* BEGIN *
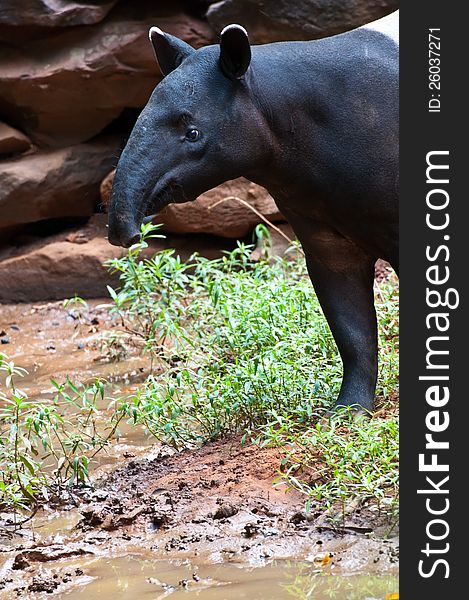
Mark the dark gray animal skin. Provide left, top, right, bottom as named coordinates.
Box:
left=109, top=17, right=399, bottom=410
* END *
* BEGIN *
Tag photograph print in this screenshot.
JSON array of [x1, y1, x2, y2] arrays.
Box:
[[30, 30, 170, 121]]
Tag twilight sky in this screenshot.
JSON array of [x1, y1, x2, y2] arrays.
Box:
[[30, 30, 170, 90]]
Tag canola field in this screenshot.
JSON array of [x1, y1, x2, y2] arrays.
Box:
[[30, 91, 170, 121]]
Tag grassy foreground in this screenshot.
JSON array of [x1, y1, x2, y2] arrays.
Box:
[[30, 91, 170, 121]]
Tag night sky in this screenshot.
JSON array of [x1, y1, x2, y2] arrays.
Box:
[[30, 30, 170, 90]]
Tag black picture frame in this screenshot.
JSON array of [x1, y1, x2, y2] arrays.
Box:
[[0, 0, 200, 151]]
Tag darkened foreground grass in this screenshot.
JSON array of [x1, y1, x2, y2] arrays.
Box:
* END *
* BEGIN *
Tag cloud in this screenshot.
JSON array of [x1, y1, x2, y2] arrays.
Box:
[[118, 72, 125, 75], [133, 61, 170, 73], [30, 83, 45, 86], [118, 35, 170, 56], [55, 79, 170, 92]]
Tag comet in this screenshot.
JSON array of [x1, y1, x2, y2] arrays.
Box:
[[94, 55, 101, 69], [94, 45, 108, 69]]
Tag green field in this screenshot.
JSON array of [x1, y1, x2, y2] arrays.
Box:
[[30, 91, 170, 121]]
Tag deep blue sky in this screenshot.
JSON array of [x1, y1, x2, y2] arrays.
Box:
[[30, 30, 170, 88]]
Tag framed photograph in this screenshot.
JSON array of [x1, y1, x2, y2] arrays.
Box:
* END *
Swap "animal skin" for "animal hide" in everything from the line containing "Mark the dark" down to the line containing "left=109, top=17, right=399, bottom=410", and give those lines again with nothing else changed.

◆ **WRITTEN RESPONSE**:
Mark the dark gray animal hide. Provide left, top, right, bottom as named coordinates.
Box:
left=109, top=17, right=399, bottom=410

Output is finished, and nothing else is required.